Angela Haeny, PhD, Assistant Professor of Psychiatry, has been awarded a K23 career development award by the National Institute on Alcohol Abuse and Alcoholism (NIAAA).
Black people who use alcohol experience more alcohol-related consequences and severe disordered use than other racial/ethnic groups, and while Black people who complete treatment tend to have similar outcomes as white people, they are overall less likely to complete treatment and are less likely to be satisfied with that treatment. Haeny’s grant, “Understanding Race-Related Stress as a Mechanism Associated with Alcohol Craving to Inform Culturally-Adapting Alcohol Treatment for Black Adults,” aims to improve treatment retention and satisfaction, to increase the likelihood that Black people will benefit from treatment.

• **What you will do**:
a - Copy the stretch of the passage on Haeny's award from "Angela Haeny, PhD, Assistant" through "benefit from treatment." word for word.
b - Do these statements agree with the passage on Haeny's award? Answer yes or no for each, quoting the words from the passage that decide it. (i) The K23 award came from the National Institute on Alcohol Abuse and Alcoholism. (ii) Black people who complete treatment tend to have worse outcomes than white people. (iii) Black people are more likely than others to be satisfied with their treatment.

• **Dataset entries**:
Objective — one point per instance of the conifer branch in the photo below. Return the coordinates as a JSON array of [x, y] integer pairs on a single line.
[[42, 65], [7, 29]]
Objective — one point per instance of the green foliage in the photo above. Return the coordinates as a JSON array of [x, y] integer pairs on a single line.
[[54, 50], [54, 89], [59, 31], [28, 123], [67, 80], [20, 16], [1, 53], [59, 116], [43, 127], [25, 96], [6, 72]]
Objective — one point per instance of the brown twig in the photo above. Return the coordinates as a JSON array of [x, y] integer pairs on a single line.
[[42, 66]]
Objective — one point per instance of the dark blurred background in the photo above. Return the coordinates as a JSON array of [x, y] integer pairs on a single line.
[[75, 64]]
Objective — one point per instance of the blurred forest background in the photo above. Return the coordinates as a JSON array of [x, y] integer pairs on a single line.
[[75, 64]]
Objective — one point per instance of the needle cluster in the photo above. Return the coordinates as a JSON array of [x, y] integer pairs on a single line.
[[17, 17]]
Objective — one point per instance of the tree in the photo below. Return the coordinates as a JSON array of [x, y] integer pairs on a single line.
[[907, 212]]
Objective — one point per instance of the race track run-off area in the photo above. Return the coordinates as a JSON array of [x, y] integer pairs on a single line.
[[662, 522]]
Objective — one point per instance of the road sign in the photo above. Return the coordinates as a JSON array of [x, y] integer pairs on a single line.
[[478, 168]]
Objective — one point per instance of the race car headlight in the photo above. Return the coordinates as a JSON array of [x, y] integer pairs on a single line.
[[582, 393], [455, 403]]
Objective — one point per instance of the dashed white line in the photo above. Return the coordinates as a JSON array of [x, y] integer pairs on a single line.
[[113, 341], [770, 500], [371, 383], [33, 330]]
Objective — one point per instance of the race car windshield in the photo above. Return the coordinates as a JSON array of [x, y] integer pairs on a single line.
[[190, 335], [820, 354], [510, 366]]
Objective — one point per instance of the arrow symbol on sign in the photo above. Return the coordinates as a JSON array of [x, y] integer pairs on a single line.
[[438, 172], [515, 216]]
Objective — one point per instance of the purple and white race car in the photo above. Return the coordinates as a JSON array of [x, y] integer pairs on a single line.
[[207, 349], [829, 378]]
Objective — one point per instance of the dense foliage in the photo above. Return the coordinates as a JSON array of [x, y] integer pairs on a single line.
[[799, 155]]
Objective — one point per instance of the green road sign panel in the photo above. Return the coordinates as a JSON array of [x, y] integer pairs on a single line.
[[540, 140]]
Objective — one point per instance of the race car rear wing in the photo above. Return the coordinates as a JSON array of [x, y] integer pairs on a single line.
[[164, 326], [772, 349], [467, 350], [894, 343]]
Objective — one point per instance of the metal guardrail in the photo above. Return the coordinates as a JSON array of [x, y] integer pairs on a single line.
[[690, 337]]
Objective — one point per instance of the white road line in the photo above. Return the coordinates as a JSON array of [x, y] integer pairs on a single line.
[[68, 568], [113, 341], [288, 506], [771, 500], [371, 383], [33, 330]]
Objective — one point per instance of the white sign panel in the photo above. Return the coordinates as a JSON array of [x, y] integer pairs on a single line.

• **Your responses**:
a -
Angela Haeny, PhD, Assistant Professor of Psychiatry, has been awarded a K23 career development award by the National Institute on Alcohol Abuse and Alcoholism (NIAAA).
Black people who use alcohol experience more alcohol-related consequences and severe disordered use than other racial/ethnic groups, and while Black people who complete treatment tend to have similar outcomes as white people, they are overall less likely to complete treatment and are less likely to be satisfied with that treatment. Haeny’s grant, “Understanding Race-Related Stress as a Mechanism Associated with Alcohol Craving to Inform Culturally-Adapting Alcohol Treatment for Black Adults,” aims to improve treatment retention and satisfaction, to increase the likelihood that Black people will benefit from treatment.

b -
(i) Yes: "has been awarded a K23 career development award by the National Institute on Alcohol Abuse and Alcoholism (NIAAA)."
(ii) No: "Black people who complete treatment tend to have similar outcomes as white people."
(iii) No: "are less likely to be satisfied with that treatment."